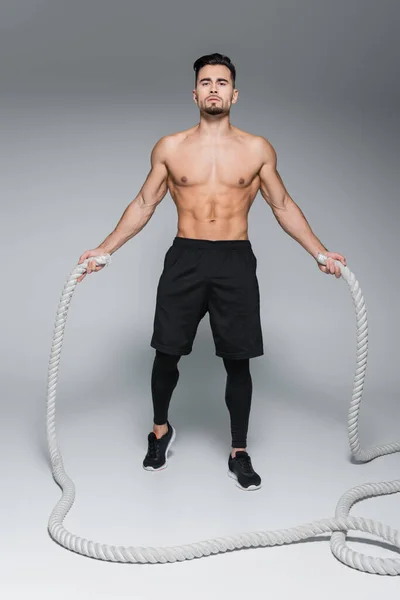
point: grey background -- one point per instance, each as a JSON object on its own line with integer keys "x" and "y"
--------------------
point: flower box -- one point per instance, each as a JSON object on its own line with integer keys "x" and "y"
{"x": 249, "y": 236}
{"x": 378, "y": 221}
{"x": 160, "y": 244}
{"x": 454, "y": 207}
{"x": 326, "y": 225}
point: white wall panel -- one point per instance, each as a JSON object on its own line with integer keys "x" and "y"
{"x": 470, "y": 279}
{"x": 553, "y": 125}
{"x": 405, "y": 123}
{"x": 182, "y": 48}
--------------------
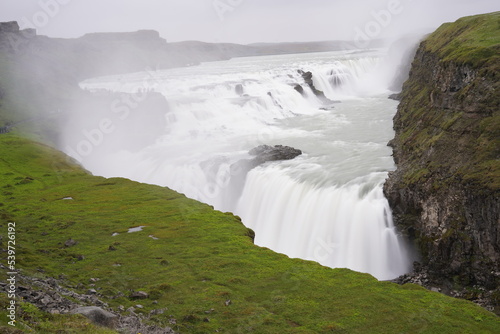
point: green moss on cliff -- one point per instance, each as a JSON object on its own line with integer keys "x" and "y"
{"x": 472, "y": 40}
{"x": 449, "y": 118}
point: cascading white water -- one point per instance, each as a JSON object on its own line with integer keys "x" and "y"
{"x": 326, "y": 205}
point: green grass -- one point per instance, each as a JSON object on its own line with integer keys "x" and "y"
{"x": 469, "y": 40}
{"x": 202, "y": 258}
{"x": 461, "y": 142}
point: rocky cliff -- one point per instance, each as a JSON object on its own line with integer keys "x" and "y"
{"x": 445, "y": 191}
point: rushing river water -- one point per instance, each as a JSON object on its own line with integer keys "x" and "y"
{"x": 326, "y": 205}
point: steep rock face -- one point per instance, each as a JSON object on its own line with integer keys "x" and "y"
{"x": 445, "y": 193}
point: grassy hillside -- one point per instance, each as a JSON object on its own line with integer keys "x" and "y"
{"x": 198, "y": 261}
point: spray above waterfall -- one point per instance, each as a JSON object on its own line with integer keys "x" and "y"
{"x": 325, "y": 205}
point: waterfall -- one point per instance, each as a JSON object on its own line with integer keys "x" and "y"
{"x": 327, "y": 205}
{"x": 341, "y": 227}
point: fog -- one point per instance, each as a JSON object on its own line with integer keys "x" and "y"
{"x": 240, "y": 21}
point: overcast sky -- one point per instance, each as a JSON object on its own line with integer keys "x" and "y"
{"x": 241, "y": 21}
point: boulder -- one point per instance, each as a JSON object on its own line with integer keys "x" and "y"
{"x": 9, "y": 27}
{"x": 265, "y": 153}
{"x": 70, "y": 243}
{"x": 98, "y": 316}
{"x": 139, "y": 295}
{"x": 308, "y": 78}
--------------------
WHAT YOU NEED TO DO: Pick out every line in the entries above that contains the word "cliff", matching case exactly, and copy each of those lines.

WORKED SOLUTION:
point: green moss on cliff -- one point per instance, each as a JSON object on its own line with integer keys "x" and "y"
point: rocky cliff -- one point per instance, each as a JSON object on its own line with integer keys "x" and "y"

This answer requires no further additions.